__What needs to be done__:
Go through the records below and copy out every line holding "canal".

───

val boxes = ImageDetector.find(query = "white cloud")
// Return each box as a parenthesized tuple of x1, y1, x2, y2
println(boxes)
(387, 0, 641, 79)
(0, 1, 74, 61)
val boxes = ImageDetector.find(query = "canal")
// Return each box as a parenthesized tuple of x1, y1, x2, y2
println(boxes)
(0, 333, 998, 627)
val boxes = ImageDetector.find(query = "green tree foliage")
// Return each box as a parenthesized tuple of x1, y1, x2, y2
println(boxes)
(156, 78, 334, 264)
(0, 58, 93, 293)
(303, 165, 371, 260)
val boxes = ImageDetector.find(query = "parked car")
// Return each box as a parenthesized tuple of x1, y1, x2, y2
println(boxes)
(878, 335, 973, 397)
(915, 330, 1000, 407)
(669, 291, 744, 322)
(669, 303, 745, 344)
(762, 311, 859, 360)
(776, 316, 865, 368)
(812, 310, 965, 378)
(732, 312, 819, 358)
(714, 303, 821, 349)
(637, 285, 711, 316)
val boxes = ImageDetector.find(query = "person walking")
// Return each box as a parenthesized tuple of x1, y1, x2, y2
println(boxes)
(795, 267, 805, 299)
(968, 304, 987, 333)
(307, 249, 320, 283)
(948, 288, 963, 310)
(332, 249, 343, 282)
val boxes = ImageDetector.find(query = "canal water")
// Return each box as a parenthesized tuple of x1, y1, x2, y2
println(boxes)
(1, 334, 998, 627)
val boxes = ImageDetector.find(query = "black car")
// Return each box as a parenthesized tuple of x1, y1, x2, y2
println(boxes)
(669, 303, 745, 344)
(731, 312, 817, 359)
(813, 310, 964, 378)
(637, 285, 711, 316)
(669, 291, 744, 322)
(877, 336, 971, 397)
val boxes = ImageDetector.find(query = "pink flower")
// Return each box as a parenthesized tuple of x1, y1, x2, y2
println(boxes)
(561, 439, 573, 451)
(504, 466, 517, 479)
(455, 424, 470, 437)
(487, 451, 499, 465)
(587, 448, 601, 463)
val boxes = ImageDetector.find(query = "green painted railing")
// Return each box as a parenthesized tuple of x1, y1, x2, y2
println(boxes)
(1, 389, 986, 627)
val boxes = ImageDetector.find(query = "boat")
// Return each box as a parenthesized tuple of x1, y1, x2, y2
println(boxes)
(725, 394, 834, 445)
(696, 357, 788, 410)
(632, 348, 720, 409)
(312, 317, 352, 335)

───

__Task output__:
val boxes = ImageDetector.find(query = "canal")
val boxes = ImageDetector.find(query = "canal water")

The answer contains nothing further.